» **Extrait choisi**:
════
Les ordinateurs étaient encore de grandes armoires

Nous sommes en 1973 et l’INRA (Institut de recherche agronomique) cherche un moyen d’automatiser des mesures sur des cultures de blé. Les grands ordinateurs de l’époque – ces monstres qui remplissent des pièces entières – coûtent une fortune. On fait donc appel à la petite société R2E, spécialisée dans les systèmes électroniques, et à son ingénieur vedette : François Gernelle.

Une idée révolutionnaire

Gernelle n’a rien du savant fou. C’est un homme réservé, calme et méthodique. Il a une idée simple et lumineuse : utiliser un microprocesseur pour créer une machine compacte, programmable et surtout abordable. Cette minuscule puce apparue récemment est une invention américaine – à tout seigneur tout honneur. Aujourd’hui, cela semblerait évident, mais en 1973, alors qu’on parle encore d’ordinateurs avec distance et un peu de crainte, l’idée est déjà reconnue comme révolutionnaire, de l’autre côté de l’Atlantique.

Pas plus grand qu’un attaché-case

C’est ainsi qu’est né le Micral N. Une petite boîte beige, pas plus grosse qu’un attaché-case, mais débordant d’intelligence, ou plutôt de connaissances. Pour la première fois, un ordinateur n’est plus une forteresse technologique, c’est un appareil qu’on peut installer « bêtement » sur une table et utiliser en le branchant sur une prise.

Lorsque le prototype est présenté à l’INRA, certains ingénieurs – habitués aux énormes calculateurs IBM – ont d’abord cru qu’il s’agissait d’un boîtier vide, d’une maquette de démonstration. Un chercheur l’aurait soulevé, étonné de son poids plume, avant de demander : « Mais… où est l’ordinateur ? » Gernelle aurait simplement répondu, en souriant : « Vous l’avez entre les mains. »

À ce sujet — [LE GÉNIE FRANÇAIS] La machine à calculer

Pas de clavier, pas d’écran

Les grands esprits se rencontrent : le Micral fonctionne donc grâce à un microprocesseur. Pas de clavier, pas d’écran, on utilise des cartes perforées, des téléscripteurs, tout ce que les ingénieurs peuvent récupérer ou adapter. Et le résultat était là : un ordinateur personnel vendu quelques milliers de francs, quand les machines concurrentes coûtent dix à trente fois plus !
════
» **Liste brute**:
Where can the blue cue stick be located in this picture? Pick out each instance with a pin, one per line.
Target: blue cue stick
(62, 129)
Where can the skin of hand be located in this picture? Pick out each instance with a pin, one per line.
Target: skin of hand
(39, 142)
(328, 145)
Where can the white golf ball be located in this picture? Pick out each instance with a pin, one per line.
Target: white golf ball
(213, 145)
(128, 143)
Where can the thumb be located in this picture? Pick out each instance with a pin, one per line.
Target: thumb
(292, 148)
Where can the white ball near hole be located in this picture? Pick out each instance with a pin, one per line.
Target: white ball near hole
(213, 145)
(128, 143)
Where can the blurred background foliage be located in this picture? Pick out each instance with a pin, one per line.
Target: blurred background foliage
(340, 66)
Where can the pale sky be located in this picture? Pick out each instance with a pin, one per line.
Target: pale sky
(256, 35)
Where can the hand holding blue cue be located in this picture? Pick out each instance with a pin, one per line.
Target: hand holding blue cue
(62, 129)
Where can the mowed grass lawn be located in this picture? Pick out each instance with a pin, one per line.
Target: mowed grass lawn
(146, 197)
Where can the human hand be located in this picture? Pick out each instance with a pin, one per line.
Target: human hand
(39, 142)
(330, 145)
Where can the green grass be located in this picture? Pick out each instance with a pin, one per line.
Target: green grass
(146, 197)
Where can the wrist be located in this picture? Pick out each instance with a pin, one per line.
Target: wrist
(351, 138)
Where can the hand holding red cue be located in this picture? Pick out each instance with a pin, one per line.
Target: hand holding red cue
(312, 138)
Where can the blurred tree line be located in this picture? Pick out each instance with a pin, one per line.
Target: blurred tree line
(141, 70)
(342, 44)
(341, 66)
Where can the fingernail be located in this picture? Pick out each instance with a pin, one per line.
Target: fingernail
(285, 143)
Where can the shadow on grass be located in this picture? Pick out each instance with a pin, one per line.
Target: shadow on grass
════
» **Consignes de l'exercice**:
1. D'après l'extrait sur le Micral N, quel organisme cherchait en 1973 un moyen d'automatiser des mesures sur des cultures de blé ?
2. Recopiez mot pour mot, s'il vous plaît, l'extrait sur le Micral N depuis « Les ordinateurs étaient » jusqu'à « vedette : François Gernelle. » inclus.
Cette liste provient d'une source différente de l'extrait sur le Micral N.

» **Réponses**:
1. L'INRA (Institut de recherche agronomique).

2.
Les ordinateurs étaient encore de grandes armoires

Nous sommes en 1973 et l’INRA (Institut de recherche agronomique) cherche un moyen d’automatiser des mesures sur des cultures de blé. Les grands ordinateurs de l’époque – ces monstres qui remplissent des pièces entières – coûtent une fortune. On fait donc appel à la petite société R2E, spécialisée dans les systèmes électroniques, et à son ingénieur vedette : François Gernelle.